### THE EXERCISE
Quote the whole listing word for word, please.

Entries from a dataset
##########
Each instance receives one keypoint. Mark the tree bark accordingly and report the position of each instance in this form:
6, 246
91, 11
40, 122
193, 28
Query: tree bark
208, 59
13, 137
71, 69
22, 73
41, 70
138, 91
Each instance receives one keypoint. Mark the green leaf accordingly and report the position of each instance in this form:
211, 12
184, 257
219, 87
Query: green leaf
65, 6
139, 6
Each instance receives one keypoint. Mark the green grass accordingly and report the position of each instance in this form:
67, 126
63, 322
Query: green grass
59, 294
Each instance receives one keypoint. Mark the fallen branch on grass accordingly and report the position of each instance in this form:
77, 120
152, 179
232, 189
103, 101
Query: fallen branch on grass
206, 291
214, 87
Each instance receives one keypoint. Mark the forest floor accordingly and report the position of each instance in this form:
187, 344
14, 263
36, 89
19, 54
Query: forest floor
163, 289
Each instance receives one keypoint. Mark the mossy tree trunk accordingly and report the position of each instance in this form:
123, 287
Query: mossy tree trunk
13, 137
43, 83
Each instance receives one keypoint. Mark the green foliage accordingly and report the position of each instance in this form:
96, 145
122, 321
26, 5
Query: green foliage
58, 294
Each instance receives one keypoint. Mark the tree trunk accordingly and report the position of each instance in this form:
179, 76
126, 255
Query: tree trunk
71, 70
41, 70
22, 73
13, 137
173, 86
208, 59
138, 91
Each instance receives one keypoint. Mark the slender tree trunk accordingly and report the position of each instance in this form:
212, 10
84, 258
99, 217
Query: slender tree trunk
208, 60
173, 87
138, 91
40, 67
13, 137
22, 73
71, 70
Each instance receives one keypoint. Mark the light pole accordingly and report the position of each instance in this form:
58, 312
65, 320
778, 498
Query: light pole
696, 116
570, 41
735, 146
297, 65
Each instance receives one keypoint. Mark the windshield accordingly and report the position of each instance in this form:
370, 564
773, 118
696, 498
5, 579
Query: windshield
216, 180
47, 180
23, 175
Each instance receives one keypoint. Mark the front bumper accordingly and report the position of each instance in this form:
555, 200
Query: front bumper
##########
### EXERCISE SOLUTION
Each instance receives one keypoint. Mark the tree bark accordingly and report the position of each instance in this form:
6, 246
91, 11
40, 122
193, 28
Query: tree bark
208, 59
13, 137
71, 69
22, 73
41, 70
138, 91
Each instance receives one keypoint. Mark the green leaf accordingly and report the position of each instance in this form:
211, 12
184, 257
219, 87
Query: green leaf
65, 6
139, 6
Each instance receives one keypoint. Mark the green grass accordingly and report the position of each instance in this form:
67, 126
63, 322
Query: green grass
59, 294
Each instance receives one keypoint. Mark the fallen branch on grass accordingly and report the position of each instance in this form:
77, 120
152, 179
232, 189
103, 101
Query: fallen branch on grass
206, 291
214, 87
Each instance receives one keypoint. Mark the forest floor accordingly and report the position of each instance in this form:
187, 344
14, 263
36, 89
19, 54
Query: forest floor
163, 289
Each instance receives one keypoint. Mark the mossy tree trunk accordingly and report the position of each instance in this form:
123, 287
Query: mossy tree trunk
13, 137
43, 83
Each instance receives one keypoint. Mark the green foliage accordingly and report the position of each instance in this form:
96, 145
122, 321
26, 5
Query: green foliage
58, 294
Each instance receives one keypoint. Mark the tree trunk accordingly and report the position of each instance in this form:
179, 76
126, 255
Query: tree trunk
71, 70
41, 70
22, 73
13, 137
173, 86
208, 59
138, 91
Each instance receives one keypoint. Mark the slender tree trunk accordingly and report the position of each instance in this form:
212, 10
84, 258
99, 217
Query: slender tree trunk
208, 60
173, 87
138, 91
40, 67
13, 137
22, 73
71, 70
Each instance receives one keypoint. Mark the light pole accordingly and report the position of each instance in this form:
58, 312
65, 320
778, 498
Query: light pole
696, 116
570, 41
735, 146
297, 65
Each instance receives one keypoint. Mark the windshield accordingly and report the position of each instance in this form:
370, 564
773, 118
696, 498
5, 579
Query: windshield
216, 180
47, 180
23, 175
Each instance receives one keypoint. Mark the front bumper accordingly and report the position of each instance in this form:
555, 200
Query: front bumper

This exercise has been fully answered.